EXERCISE PASSAGE —

# # # # # # #

Formula 1 drivers are exposed to stressors that come with the sport, like: exercise, heat, vibrations, G forces, fatigue, cardiovascular stress, and multi-tasking, which increases brain function.


Exercise: As high performance athletes, drivers are exposed to long training sessions and exhaustive workouts. These routines have the mission to build muscle mass and resistance, which is how the drivers handle G-forces and speeds of 300 km/h at least six hours every weekend during the season.


Credit: @edo.bendinelli on Instagram

Heat: Heat is a significant challenge in auto racing because it can cause dehydration. As in most sports, metabolic heat is an unavoidable by-product of strenuous exercise (the common “warm up” before any hard exercise to prevent injuries), but drivers are also exposed to environmental heat of the city where they are, plus the heat of the engine and other parts of the car like the wheel and tyres. The drivers’ clothing also contributes to overheating, which includes long underwear and socks, a multilayer fire suit, fire-resistant shoes, heavy gloves, a balaclava covering the neck and head, plus a crash helmet with closed visor.

# # # # # # #

DATA FOR ANALYSIS —
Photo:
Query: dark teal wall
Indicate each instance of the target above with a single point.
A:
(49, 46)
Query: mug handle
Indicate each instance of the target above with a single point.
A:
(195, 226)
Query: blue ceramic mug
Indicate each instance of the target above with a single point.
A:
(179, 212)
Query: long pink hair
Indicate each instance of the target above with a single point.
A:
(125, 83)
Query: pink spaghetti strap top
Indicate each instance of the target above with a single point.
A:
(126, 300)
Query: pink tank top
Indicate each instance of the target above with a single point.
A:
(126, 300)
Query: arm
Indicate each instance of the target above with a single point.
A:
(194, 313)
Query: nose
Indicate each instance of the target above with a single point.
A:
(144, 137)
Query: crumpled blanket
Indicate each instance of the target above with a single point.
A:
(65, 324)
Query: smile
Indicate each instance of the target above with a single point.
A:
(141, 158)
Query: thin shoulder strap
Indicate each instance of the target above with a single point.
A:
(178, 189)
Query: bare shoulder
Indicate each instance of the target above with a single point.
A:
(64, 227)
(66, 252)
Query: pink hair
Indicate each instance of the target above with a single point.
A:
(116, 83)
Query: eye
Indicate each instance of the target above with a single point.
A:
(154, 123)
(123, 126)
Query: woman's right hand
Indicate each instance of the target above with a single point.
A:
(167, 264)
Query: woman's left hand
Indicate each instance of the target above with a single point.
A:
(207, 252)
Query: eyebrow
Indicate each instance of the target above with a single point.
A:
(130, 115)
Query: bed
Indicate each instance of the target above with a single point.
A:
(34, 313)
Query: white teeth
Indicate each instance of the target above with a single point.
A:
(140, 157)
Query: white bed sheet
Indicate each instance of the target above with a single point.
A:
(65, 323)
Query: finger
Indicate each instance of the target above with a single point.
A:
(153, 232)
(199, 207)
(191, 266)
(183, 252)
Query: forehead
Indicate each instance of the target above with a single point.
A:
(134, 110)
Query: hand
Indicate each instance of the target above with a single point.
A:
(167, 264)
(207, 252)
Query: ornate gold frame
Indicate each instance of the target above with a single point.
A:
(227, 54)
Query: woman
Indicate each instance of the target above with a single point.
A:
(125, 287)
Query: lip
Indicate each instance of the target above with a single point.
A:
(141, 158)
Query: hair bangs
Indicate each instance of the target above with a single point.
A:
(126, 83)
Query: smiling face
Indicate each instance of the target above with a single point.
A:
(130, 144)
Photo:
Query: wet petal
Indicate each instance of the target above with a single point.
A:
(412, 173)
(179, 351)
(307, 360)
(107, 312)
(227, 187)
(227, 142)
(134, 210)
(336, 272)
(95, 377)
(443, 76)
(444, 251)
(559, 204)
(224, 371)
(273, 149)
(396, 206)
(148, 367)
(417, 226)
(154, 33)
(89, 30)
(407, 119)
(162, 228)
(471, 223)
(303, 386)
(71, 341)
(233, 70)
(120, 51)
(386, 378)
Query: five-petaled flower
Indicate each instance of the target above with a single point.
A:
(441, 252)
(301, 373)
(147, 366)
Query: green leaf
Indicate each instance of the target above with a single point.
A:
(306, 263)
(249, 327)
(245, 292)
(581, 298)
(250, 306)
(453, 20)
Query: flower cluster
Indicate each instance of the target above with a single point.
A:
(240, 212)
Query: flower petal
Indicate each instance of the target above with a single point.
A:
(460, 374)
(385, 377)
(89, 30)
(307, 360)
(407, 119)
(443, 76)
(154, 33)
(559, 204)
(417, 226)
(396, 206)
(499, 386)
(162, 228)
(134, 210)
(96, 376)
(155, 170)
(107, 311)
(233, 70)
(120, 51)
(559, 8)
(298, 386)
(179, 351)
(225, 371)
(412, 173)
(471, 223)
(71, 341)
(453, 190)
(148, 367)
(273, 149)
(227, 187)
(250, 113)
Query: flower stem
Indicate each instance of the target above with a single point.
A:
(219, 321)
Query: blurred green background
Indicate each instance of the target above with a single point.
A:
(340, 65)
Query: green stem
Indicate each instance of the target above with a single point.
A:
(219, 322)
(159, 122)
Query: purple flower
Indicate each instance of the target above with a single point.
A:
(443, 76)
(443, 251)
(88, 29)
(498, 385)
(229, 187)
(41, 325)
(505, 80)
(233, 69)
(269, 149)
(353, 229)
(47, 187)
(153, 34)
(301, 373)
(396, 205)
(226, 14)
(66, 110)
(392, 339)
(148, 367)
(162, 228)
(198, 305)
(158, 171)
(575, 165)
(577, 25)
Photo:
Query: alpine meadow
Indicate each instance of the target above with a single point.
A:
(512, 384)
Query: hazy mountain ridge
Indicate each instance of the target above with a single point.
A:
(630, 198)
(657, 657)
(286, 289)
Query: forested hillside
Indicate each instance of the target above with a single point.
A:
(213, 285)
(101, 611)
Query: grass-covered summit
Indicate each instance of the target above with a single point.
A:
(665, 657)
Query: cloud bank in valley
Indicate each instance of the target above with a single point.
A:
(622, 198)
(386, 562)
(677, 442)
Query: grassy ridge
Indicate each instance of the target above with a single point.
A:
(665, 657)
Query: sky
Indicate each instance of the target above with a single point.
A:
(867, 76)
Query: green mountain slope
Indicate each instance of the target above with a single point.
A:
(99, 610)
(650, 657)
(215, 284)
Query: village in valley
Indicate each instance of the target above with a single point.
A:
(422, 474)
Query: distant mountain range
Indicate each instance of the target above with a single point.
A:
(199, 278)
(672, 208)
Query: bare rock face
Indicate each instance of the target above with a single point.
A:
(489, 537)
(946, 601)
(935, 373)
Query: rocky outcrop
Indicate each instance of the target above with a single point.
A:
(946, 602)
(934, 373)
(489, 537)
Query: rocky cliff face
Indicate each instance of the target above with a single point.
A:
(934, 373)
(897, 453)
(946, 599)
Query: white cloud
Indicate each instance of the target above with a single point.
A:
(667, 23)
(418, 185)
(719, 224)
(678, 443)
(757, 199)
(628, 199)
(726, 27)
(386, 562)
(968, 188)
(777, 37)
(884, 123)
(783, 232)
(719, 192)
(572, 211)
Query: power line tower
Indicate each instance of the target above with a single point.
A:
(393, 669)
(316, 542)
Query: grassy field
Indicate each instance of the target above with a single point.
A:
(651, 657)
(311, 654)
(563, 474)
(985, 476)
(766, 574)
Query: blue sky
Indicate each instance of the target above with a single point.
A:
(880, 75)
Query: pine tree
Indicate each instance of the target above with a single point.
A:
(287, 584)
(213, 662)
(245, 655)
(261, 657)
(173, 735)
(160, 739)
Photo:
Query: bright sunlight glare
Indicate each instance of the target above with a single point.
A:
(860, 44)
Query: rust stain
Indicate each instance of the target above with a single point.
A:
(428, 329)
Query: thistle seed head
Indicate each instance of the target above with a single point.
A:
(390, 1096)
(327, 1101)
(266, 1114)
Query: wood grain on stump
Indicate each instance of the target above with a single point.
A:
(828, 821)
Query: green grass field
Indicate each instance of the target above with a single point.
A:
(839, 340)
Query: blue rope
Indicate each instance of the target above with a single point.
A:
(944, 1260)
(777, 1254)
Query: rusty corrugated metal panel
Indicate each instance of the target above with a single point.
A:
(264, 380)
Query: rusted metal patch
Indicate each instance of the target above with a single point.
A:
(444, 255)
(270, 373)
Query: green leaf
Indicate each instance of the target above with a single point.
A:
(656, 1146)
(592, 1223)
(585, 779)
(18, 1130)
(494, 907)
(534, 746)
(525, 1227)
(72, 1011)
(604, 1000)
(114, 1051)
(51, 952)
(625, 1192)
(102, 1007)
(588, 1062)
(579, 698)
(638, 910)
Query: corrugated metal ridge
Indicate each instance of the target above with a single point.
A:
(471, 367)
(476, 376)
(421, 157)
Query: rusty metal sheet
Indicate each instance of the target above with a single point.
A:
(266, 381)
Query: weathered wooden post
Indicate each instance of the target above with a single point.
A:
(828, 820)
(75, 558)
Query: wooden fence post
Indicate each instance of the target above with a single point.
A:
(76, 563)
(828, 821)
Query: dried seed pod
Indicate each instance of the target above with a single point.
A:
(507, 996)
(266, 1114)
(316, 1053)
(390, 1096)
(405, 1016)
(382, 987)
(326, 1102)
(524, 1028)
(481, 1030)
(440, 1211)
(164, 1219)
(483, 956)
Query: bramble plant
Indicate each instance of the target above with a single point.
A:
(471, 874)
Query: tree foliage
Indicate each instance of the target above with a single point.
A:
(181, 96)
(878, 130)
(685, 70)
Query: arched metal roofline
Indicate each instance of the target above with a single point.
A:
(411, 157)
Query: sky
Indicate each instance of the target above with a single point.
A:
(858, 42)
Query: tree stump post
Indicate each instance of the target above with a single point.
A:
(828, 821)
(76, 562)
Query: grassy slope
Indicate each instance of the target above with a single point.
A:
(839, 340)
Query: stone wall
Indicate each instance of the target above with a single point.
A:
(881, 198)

# # # # # # #

ACTIVITY 1 —
Answer these questions from the passage on Formula 1 drivers:
(a) At what speed must drivers handle G-forces at least six hours every weekend during the season?
(b) What can heat cause in auto racing?
(c) What item of clothing covers the drivers' neck and head?
ACTIVITY 2 —
Repeat the part of the passage on Formula 1 drivers that opens with the words containing "Exercise: As high" and closes with "during the season.".
The data above is separate from the passage on Formula 1 drivers.

TASK SOLUTION 1 —
(a) 300 km/h
(b) Dehydration
(c) A balaclava

TASK SOLUTION 2 —
Exercise: As high performance athletes, drivers are exposed to long training sessions and exhaustive workouts. These routines have the mission to build muscle mass and resistance, which is how the drivers handle G-forces and speeds of 300 km/h at least six hours every weekend during the season.